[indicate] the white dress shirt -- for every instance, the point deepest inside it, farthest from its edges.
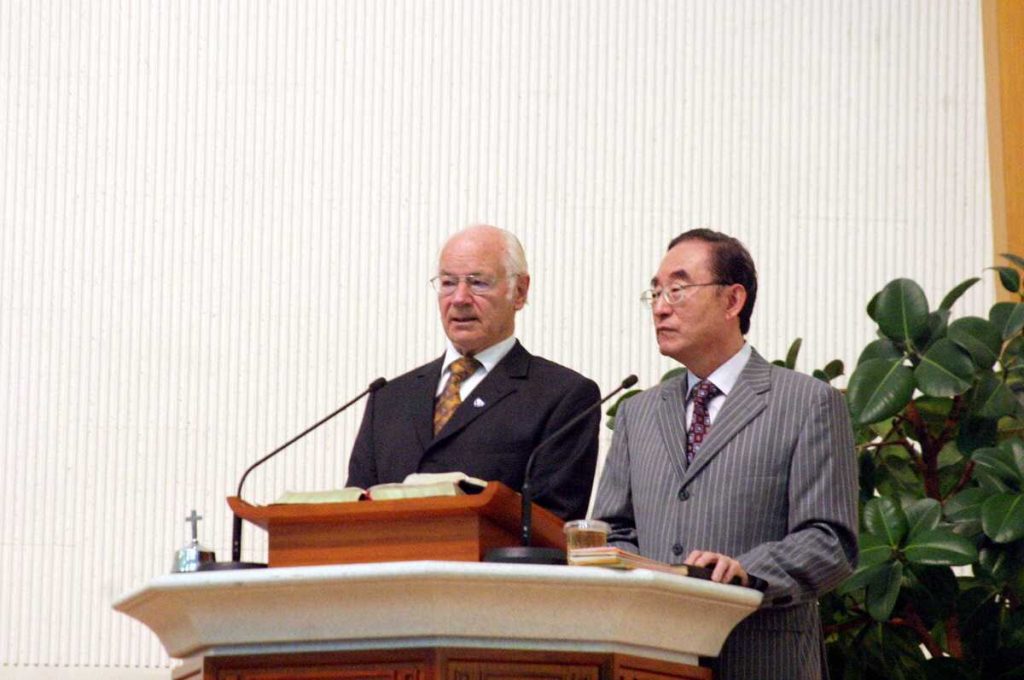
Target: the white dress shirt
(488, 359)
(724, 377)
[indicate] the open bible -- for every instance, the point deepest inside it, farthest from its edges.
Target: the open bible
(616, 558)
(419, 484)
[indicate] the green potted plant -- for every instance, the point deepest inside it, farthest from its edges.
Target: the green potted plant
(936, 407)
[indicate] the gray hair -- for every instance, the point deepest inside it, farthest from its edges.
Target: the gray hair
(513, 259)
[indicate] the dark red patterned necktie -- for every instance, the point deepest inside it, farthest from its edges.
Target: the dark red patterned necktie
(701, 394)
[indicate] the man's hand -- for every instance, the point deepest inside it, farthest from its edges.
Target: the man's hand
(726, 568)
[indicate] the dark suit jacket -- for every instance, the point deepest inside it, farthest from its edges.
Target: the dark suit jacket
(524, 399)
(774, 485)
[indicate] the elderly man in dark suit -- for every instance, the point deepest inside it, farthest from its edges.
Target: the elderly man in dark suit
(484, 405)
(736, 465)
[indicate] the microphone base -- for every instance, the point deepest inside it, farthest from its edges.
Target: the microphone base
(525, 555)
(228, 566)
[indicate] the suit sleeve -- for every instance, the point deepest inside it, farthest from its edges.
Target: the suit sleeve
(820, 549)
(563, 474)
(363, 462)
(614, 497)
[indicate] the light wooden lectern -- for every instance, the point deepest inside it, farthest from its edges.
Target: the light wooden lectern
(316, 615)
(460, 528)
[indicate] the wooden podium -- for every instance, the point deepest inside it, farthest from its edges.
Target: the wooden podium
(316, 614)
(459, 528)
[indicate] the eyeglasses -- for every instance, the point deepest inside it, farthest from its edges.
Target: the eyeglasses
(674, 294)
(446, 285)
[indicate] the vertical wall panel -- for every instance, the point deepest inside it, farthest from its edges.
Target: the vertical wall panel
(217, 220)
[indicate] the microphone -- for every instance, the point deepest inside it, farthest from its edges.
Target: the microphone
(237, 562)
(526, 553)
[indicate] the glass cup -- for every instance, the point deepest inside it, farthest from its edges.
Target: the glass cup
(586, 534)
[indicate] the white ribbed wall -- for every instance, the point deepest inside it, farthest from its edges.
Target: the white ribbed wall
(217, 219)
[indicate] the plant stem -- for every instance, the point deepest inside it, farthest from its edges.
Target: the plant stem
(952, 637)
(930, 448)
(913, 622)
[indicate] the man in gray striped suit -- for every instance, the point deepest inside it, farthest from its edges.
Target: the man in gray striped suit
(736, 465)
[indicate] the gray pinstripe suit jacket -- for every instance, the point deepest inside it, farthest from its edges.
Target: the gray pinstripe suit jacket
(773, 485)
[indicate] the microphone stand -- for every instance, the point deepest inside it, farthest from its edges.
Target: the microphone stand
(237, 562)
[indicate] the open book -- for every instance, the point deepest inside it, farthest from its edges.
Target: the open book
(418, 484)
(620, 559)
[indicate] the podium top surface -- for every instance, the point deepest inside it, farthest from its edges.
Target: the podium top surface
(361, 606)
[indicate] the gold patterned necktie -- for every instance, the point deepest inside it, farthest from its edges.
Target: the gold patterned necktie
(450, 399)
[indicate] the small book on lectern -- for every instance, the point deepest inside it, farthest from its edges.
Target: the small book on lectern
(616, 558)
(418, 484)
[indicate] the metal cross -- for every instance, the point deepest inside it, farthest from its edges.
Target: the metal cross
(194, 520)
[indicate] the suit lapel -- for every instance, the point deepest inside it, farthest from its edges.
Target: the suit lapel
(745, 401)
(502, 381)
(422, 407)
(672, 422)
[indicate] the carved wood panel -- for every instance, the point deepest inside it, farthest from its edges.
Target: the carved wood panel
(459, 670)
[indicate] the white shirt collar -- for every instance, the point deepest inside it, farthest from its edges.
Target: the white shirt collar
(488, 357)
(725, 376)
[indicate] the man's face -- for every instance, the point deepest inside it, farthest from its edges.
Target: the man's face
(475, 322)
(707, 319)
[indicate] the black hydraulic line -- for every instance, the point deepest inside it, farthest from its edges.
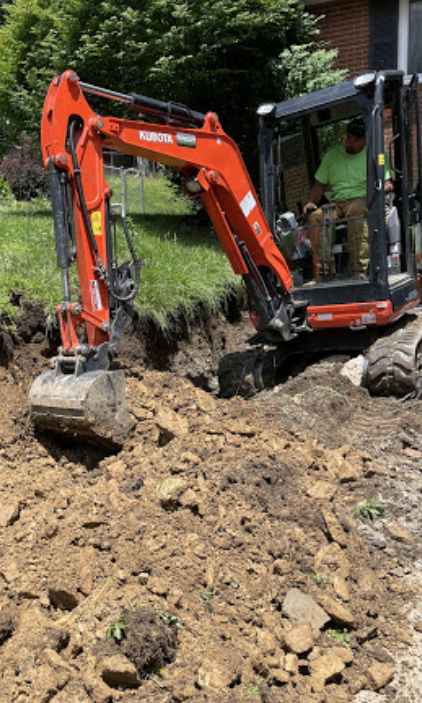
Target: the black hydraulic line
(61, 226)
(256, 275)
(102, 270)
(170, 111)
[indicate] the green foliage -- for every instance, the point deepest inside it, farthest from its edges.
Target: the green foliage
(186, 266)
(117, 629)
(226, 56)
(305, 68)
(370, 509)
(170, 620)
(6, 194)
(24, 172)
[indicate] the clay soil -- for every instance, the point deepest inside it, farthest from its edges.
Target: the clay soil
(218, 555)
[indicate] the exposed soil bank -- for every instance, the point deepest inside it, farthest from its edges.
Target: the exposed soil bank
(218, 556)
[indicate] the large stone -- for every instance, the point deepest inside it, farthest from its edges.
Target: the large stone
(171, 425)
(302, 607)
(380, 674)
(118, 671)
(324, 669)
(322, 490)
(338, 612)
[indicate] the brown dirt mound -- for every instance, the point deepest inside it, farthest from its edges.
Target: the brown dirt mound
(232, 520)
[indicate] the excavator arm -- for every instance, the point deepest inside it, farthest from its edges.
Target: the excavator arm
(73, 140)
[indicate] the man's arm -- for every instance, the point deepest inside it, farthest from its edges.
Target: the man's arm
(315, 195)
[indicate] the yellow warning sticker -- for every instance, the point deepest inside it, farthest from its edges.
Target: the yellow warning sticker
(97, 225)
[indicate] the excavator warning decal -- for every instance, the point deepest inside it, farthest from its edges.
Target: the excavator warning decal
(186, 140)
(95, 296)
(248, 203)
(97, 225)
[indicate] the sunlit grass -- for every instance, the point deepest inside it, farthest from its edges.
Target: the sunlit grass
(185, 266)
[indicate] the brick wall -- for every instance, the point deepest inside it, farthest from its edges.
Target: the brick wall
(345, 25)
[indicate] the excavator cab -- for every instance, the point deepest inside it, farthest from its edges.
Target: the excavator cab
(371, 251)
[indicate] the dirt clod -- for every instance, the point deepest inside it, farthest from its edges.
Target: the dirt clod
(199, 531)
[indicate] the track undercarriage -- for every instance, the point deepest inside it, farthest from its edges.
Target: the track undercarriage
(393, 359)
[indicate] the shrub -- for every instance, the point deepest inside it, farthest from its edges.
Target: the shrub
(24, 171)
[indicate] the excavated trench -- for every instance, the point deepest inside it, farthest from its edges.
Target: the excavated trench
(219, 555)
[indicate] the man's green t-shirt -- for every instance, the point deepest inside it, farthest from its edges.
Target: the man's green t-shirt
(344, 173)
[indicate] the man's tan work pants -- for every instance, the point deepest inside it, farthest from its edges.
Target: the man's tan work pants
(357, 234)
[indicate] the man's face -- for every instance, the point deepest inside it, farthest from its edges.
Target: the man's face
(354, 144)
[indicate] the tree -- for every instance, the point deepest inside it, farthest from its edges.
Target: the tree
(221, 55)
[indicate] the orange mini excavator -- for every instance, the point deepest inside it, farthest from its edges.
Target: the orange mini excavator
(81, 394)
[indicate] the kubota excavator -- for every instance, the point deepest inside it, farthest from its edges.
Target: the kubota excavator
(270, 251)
※
**Directive**
Please copy the data exactly, from the line containing "[indicate] the kubota" through the end of the data, including both of those lines.

**Output**
[indicate] the kubota excavator -- for every instance, the point deepest inside it, farthest from its edges.
Target: the kubota excavator
(270, 251)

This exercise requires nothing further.